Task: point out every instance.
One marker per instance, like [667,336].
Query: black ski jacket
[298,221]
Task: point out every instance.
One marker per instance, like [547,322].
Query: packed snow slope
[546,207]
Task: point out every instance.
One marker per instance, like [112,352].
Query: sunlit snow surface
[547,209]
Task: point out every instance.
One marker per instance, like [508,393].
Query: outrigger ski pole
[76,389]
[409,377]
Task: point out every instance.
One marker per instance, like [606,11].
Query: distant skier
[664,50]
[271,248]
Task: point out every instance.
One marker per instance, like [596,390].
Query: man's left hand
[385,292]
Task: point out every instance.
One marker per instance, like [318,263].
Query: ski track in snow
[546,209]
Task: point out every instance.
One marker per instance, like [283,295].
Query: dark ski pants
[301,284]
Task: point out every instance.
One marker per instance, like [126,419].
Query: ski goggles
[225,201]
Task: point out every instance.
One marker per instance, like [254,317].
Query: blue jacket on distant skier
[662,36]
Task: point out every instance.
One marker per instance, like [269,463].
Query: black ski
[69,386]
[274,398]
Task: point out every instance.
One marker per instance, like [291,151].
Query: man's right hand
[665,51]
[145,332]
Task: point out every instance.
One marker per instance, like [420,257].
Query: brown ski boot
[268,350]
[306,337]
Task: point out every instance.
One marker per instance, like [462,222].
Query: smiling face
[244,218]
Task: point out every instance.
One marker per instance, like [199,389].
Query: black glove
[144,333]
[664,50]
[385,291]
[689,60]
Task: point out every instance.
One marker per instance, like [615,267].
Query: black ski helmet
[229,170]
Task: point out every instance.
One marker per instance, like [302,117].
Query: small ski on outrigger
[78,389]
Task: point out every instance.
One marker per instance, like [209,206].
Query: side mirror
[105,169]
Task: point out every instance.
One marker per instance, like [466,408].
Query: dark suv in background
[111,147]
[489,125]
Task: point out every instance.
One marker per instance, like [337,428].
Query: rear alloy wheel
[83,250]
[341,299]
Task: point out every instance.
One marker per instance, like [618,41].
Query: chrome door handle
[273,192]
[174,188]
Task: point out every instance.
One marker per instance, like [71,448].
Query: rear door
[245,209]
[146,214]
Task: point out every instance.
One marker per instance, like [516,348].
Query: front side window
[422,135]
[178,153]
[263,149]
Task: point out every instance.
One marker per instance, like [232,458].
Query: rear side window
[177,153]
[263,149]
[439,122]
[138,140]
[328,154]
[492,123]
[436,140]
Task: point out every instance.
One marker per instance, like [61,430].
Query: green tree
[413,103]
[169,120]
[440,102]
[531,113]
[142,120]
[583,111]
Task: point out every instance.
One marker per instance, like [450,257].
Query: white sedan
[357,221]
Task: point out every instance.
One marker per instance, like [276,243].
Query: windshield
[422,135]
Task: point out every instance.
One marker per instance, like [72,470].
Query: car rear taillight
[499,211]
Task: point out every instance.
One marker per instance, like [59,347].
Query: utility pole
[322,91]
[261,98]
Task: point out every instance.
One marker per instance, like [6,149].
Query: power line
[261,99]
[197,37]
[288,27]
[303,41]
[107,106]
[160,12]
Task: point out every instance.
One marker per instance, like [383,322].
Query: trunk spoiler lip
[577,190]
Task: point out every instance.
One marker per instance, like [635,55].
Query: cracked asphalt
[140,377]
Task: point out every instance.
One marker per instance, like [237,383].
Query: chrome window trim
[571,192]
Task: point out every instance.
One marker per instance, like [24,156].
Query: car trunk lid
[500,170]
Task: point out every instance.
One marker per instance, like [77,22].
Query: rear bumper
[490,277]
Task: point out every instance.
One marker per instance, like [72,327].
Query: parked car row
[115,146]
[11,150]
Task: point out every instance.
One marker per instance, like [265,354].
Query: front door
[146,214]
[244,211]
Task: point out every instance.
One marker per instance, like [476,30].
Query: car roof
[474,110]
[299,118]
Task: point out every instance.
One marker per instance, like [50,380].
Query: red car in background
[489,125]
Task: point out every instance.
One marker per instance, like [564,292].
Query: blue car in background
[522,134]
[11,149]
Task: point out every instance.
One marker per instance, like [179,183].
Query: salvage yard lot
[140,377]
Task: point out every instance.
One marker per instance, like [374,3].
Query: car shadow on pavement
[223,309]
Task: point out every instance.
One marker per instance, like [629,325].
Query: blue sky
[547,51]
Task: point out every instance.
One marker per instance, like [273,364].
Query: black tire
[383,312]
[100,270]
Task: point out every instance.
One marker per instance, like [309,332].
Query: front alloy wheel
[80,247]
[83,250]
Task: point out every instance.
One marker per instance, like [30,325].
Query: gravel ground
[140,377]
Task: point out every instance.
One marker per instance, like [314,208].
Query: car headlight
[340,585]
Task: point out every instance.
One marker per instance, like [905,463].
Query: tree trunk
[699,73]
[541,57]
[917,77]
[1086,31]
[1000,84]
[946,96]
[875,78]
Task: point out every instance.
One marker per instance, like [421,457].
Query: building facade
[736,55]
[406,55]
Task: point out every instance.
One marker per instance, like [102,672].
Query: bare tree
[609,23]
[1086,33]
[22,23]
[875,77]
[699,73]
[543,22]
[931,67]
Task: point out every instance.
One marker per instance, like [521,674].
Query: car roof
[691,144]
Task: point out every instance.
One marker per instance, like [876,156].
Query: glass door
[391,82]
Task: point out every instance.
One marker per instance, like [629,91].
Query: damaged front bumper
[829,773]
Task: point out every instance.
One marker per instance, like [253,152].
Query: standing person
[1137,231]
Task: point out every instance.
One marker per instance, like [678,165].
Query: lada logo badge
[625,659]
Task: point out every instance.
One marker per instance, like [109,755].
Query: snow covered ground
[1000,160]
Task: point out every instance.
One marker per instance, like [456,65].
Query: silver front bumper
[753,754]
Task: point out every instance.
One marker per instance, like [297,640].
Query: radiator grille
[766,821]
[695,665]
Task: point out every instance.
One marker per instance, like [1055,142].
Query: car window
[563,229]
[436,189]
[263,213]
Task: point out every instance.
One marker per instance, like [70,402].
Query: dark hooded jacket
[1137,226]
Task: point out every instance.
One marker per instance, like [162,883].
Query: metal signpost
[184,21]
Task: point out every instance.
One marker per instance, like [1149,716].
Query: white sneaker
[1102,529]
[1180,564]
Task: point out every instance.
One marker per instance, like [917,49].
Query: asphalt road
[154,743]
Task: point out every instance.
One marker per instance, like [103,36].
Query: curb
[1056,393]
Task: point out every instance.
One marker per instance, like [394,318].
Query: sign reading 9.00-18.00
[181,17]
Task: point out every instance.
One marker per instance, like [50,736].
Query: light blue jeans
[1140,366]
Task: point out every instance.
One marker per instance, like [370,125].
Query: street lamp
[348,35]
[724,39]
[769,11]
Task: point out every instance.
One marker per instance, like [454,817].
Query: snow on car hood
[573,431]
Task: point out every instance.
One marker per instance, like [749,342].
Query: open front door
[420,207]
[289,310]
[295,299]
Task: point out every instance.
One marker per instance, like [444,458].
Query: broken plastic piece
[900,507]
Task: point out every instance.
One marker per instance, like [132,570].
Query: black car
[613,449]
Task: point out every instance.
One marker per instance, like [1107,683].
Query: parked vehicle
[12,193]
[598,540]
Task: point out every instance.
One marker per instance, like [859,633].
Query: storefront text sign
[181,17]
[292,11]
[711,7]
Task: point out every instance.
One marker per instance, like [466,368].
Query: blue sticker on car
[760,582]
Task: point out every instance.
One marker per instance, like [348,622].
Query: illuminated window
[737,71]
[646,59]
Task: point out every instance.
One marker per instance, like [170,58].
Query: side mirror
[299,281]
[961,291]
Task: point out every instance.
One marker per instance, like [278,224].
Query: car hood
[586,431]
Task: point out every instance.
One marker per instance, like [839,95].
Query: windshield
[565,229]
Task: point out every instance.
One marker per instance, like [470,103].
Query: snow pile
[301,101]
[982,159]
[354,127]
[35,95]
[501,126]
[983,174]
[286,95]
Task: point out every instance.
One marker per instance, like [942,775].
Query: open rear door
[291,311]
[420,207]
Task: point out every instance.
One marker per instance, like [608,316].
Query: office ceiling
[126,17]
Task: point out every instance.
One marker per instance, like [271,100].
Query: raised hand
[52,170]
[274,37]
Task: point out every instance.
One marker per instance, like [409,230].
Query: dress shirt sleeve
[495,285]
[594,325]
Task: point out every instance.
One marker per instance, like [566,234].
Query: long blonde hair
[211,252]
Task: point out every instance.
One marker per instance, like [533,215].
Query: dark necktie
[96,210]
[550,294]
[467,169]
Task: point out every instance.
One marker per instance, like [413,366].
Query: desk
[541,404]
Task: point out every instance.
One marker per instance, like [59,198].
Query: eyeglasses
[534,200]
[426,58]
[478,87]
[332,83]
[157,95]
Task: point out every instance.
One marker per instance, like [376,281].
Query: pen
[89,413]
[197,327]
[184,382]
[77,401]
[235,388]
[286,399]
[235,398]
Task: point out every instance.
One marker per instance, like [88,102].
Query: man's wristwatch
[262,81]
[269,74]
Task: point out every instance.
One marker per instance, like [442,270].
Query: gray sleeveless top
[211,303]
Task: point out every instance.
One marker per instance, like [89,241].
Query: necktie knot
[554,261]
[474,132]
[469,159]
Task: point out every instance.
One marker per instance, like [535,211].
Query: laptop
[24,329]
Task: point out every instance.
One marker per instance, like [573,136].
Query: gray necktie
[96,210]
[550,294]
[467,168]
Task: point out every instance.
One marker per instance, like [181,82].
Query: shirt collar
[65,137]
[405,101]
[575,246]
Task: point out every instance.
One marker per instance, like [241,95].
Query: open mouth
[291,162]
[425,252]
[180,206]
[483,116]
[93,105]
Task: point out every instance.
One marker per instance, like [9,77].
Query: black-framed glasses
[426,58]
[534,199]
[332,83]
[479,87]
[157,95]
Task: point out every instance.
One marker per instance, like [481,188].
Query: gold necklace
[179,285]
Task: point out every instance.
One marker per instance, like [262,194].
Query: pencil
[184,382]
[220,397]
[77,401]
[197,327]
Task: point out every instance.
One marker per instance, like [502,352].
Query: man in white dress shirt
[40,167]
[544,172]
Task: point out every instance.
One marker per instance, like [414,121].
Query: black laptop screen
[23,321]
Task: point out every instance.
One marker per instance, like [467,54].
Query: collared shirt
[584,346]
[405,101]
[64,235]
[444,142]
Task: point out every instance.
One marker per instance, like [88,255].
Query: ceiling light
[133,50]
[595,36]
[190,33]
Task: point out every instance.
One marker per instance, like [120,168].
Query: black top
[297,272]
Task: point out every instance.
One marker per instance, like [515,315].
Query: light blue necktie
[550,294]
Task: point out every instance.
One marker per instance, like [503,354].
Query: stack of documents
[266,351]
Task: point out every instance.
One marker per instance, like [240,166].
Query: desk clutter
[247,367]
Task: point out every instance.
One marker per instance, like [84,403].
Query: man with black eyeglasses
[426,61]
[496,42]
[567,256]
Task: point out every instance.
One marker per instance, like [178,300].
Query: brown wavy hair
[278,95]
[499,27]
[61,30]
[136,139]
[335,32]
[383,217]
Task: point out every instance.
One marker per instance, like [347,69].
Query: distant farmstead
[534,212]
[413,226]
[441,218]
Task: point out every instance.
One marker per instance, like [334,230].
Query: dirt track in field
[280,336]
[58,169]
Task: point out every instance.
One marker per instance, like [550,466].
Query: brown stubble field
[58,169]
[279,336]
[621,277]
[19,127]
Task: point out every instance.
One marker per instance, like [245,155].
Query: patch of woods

--------------------

◆ Written exercise
Extract every line of the records above that contains the string "chrome".

◆ Answer for this exercise
Query: chrome door handle
Query: chrome window trim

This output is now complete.